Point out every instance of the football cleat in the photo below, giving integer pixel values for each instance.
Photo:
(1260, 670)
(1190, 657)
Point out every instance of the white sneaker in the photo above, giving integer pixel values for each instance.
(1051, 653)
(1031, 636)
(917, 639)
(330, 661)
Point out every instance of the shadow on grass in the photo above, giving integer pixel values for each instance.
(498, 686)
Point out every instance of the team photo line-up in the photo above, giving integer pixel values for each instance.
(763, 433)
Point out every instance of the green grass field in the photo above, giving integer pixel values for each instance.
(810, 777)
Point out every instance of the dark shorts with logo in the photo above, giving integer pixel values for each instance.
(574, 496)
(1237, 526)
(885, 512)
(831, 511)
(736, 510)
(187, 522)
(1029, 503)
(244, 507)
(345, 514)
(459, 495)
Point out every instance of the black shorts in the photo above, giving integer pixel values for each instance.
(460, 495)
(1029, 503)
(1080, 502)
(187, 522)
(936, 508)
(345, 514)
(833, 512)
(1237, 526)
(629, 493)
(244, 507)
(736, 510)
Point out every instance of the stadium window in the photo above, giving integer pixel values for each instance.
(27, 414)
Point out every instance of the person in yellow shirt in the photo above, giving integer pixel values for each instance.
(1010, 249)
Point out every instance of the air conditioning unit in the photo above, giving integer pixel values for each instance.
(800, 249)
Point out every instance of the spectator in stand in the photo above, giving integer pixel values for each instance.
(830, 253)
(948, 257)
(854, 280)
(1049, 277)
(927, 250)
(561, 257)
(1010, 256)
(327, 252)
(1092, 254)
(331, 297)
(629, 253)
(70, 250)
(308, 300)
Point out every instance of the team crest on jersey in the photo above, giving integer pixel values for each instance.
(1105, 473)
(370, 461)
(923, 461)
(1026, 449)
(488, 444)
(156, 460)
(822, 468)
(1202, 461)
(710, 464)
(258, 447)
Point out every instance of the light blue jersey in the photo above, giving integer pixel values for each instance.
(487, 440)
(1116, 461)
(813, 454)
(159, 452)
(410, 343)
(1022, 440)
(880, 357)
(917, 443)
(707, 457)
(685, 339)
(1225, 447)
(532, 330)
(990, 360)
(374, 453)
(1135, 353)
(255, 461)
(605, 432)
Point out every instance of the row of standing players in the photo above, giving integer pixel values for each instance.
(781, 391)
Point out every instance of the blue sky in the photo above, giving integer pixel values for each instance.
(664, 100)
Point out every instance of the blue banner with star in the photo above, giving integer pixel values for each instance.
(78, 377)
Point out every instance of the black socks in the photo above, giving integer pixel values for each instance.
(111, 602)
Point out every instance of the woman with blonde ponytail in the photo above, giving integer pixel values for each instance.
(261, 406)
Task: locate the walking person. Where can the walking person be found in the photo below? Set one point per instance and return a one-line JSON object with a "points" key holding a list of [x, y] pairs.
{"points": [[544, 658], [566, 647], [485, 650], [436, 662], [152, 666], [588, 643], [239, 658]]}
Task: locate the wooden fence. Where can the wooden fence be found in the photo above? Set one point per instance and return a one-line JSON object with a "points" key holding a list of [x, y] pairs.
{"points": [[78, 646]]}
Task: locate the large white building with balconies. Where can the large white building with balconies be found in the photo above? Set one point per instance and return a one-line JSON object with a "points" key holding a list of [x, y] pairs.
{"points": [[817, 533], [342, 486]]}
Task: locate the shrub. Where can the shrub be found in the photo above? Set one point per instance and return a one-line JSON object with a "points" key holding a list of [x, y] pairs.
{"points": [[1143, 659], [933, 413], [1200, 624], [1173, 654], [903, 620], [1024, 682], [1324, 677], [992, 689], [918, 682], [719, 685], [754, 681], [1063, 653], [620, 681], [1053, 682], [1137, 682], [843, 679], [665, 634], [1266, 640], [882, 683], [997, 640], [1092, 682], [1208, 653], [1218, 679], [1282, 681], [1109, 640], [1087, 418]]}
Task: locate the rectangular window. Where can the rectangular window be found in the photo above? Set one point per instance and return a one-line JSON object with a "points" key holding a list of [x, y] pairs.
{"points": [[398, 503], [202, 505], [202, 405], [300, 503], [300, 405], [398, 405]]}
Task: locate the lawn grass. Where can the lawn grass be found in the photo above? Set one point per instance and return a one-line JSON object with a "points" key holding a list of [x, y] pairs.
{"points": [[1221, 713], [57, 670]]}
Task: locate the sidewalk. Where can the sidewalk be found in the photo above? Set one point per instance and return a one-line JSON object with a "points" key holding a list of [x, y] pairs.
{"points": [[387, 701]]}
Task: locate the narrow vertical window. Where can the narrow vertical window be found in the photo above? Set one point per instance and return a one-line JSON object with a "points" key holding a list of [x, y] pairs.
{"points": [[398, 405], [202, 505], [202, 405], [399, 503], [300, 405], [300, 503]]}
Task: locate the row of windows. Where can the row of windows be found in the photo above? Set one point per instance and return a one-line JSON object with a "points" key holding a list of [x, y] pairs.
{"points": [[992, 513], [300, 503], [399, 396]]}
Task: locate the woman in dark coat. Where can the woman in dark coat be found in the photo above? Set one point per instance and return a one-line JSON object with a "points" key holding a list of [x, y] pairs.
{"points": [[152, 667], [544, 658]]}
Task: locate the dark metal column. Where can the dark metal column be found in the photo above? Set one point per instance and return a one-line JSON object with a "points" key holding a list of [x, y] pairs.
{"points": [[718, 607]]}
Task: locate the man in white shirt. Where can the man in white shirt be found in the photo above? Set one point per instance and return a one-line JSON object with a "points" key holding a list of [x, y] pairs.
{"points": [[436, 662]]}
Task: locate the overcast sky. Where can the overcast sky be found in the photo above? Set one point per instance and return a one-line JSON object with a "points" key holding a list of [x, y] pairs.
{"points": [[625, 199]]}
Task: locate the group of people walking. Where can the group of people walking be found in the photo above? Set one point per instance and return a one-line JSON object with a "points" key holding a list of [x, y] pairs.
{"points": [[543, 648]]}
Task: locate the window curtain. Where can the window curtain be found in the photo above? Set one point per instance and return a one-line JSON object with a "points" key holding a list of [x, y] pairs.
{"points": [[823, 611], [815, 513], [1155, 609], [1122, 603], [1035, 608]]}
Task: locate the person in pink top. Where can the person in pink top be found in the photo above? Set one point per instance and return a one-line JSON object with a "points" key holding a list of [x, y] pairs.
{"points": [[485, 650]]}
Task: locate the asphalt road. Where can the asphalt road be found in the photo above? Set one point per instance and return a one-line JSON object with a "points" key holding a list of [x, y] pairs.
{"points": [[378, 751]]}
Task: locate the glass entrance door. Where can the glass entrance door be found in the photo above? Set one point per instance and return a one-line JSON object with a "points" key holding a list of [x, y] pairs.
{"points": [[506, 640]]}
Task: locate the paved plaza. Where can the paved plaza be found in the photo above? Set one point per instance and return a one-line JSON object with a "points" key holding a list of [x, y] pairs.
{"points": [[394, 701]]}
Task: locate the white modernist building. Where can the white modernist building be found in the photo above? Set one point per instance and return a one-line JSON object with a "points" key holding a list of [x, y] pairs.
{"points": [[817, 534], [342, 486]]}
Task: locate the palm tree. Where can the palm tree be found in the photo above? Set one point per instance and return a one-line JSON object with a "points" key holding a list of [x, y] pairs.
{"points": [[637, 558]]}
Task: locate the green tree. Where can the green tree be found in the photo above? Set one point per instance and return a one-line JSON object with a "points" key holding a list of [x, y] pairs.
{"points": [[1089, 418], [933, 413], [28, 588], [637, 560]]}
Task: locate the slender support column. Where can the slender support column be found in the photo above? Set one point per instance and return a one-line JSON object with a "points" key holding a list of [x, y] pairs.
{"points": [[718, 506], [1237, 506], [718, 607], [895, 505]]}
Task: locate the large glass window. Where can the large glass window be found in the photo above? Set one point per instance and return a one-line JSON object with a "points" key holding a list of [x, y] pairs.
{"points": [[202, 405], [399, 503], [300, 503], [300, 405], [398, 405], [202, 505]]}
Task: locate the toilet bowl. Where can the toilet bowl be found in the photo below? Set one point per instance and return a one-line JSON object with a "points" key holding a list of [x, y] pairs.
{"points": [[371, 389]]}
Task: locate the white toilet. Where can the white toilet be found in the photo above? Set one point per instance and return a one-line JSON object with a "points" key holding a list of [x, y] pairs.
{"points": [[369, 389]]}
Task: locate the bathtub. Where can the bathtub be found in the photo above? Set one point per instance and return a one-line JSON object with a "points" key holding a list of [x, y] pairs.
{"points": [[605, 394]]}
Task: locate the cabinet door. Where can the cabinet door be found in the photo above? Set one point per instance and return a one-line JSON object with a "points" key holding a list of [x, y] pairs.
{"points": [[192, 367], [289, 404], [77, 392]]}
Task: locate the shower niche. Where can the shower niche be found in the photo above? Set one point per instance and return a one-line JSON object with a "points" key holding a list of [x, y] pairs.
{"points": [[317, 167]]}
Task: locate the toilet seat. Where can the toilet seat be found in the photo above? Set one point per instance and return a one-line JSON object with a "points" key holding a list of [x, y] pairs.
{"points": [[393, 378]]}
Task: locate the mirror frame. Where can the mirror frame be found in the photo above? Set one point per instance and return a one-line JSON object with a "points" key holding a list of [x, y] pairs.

-- WHAT IS BEING ASKED --
Write out again, exactly, the lines from the one holding "Task: locate the shower" through the end of the listing, with both ends included.

-- RIGHT ANSWER --
Task: locate the shower niche. Where can the shower niche be found in the photo above? Set one point per instance and return a one-line JSON object with a "points" key holding a list of [x, y] pairs.
{"points": [[317, 167]]}
Task: locate the toilet seat. Where can the toilet seat be found in the photo above? Set one point per instance and return a one-line JSON object with a "points" key holding a list of [x, y] pairs.
{"points": [[393, 378]]}
Task: locate the mirror frame. Where can the mirror frame be found in the photo above? Set one point per instance and return a one-line JSON object with a "points" key holding a list of [x, y] pairs.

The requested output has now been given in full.